§ **Directive 1**: In the news item about sharp-tailed grouse observation blinds, when does peak grouse dancing activity usually occur?
§ **Directive 2**: Carry on the news item about sharp-tailed grouse observation blinds, picking up after its last sentence.

# Sharp-tailed Grouse Observation Blinds to Open in ND



## nodakoutdoors.com (Feb 27, 2002)

*Sharp-tailed Grouse Observation Blinds to Open*

Several national wildlife refuges and a state wildlife management area
will offer sharp-tailed grouse observation blinds for public use this
spring. The blinds are popular with wildlife photographers and others
interested in watching the spring courtship rituals of sharp-tailed
grouse.

Grouse blinds typically receive widespread interest and are available by
reservation only. Those locations offering blinds usually start taking
reservations for late March or early April, weather permitting. Peak
grouse dancing activity usually occurs from mid-to-late April or early
May.

§ **Information provided**:
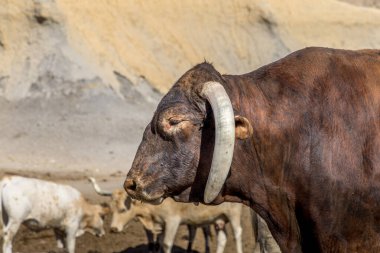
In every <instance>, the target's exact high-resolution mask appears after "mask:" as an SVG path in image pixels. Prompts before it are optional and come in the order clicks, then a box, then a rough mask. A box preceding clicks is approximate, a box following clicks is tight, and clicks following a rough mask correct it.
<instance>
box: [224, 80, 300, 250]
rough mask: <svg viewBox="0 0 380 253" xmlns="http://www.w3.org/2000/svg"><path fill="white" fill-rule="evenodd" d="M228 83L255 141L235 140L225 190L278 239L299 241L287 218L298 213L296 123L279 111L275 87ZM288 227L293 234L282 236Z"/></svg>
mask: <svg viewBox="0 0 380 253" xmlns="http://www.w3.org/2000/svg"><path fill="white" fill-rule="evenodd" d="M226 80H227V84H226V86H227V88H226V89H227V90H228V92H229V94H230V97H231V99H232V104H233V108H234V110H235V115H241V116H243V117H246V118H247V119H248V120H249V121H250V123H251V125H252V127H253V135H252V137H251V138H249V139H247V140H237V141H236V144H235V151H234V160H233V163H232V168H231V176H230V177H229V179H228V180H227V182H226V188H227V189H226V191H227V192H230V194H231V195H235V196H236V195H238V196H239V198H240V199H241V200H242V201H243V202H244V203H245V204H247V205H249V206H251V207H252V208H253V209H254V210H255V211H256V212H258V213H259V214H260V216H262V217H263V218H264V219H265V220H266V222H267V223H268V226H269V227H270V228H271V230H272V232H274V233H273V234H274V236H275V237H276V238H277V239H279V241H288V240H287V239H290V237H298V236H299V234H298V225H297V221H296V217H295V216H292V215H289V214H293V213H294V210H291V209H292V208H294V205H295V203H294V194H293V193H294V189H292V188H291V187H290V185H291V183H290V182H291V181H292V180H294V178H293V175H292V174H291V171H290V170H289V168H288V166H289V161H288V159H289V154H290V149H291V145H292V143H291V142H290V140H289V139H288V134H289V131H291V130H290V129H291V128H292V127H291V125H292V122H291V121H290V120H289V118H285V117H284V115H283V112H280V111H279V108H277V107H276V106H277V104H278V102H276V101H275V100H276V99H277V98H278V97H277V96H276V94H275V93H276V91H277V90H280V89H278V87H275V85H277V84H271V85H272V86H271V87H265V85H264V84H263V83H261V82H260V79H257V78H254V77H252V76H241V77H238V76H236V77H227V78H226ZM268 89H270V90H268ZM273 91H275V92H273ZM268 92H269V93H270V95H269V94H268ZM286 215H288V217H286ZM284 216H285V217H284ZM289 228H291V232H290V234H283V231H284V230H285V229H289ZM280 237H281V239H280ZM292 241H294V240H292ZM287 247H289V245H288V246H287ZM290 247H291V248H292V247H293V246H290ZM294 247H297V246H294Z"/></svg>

==

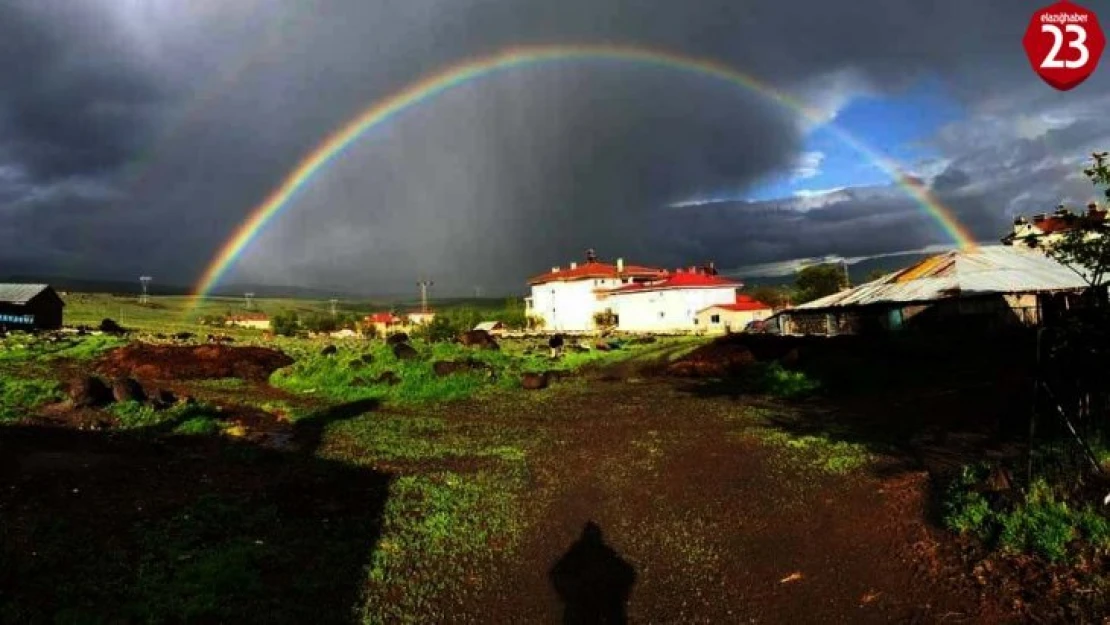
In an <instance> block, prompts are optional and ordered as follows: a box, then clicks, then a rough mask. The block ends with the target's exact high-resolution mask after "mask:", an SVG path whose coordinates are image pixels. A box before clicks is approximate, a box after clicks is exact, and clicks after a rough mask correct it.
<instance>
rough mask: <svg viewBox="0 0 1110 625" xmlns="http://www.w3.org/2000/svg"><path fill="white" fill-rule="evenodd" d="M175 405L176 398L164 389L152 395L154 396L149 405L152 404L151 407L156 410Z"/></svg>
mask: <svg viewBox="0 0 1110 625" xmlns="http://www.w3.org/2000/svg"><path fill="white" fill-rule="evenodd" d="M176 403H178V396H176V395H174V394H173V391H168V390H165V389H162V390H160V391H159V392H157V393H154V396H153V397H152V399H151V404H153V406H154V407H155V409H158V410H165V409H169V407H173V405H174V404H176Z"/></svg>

§ **Written response 1**: Peak activity usually occurs from mid-to-late April or early May.

§ **Written response 2**:
The North Dakota Game and Fish Department has an observation blind at
Lonetree Wildlife Management Area southwest of Harvey. Call 324-2211 for
reservations.

Contact the following national wildlife refuges for information on blind
reservations:

* Lostwood National Wildlife Refuge, Kenmare, 848-2722.
* Des Lacs National Wildlife Refuge, Kenmare, 385-4046.
* Long Lake National Wildlife Refuge, Moffit, 387-4397.
* Arrowwood National Wildlife Refuge, Pingree, 285-3341.
* Upper Souris National Wildlife Refuge, Berthold, 468-5467.
* J. Clark Salyer National Wildlife Refuge, Upham, 768-2548.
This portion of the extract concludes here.